*Task brief*
The response must contain every record, repeated exactly.

== Segment start ==

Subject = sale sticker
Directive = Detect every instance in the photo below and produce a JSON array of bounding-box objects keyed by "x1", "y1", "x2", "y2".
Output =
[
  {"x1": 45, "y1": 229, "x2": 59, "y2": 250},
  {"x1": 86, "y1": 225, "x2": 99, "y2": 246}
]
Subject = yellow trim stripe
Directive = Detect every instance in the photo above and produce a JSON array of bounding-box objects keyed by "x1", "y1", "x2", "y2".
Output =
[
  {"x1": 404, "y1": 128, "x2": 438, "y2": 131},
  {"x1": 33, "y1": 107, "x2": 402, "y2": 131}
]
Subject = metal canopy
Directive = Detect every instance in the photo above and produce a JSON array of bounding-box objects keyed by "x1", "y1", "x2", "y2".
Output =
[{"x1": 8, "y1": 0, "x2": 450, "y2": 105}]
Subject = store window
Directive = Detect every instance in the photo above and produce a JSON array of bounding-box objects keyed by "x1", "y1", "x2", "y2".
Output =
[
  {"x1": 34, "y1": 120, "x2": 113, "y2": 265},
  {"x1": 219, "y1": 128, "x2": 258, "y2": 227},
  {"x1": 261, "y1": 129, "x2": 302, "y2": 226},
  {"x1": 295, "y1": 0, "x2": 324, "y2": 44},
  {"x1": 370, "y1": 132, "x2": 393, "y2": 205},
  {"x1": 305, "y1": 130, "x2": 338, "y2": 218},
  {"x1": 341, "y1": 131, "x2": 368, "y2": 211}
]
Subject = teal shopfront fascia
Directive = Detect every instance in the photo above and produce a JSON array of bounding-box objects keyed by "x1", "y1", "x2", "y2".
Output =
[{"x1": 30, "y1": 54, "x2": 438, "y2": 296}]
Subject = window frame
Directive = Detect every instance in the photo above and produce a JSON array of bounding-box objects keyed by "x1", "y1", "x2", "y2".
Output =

== Segment end ==

*Reply to the task*
Subject = sale sticker
Directive = Detect every instance in the photo below and produce a JSON array of bounding-box objects keyed by "x1", "y1", "x2", "y2".
Output =
[
  {"x1": 45, "y1": 229, "x2": 59, "y2": 250},
  {"x1": 86, "y1": 225, "x2": 99, "y2": 246}
]
Subject = yellow trim stripe
Directive = Detect every instance in the photo above and produce a JSON array of bounding-box objects keyed by "x1", "y1", "x2", "y2".
Output =
[
  {"x1": 404, "y1": 128, "x2": 438, "y2": 131},
  {"x1": 33, "y1": 107, "x2": 402, "y2": 131}
]
Subject = metal canopy
Directive = Detect every instance in the photo above and produce a JSON array of bounding-box objects keyed by "x1", "y1", "x2", "y2".
Output =
[{"x1": 8, "y1": 0, "x2": 450, "y2": 105}]
Subject = store window
Directive = Detect every instance in the photo above and produce a JSON array of bounding-box objects keyed by "x1", "y1", "x2", "y2".
Output =
[
  {"x1": 34, "y1": 120, "x2": 113, "y2": 265},
  {"x1": 219, "y1": 128, "x2": 258, "y2": 227},
  {"x1": 261, "y1": 129, "x2": 302, "y2": 226},
  {"x1": 295, "y1": 0, "x2": 324, "y2": 44},
  {"x1": 370, "y1": 132, "x2": 393, "y2": 205},
  {"x1": 305, "y1": 130, "x2": 338, "y2": 218},
  {"x1": 341, "y1": 131, "x2": 368, "y2": 211}
]
Subject = teal shopfront fascia
Directive = Detect every instance in the photo above and produce a JSON array of bounding-box objects keyed by "x1", "y1", "x2", "y2".
Output =
[{"x1": 30, "y1": 54, "x2": 438, "y2": 296}]
Subject = window frame
Directive = Detect every instance in the photo above and produce a JSON array of bounding-box objects keyed by "x1", "y1", "x2", "y2".
Output =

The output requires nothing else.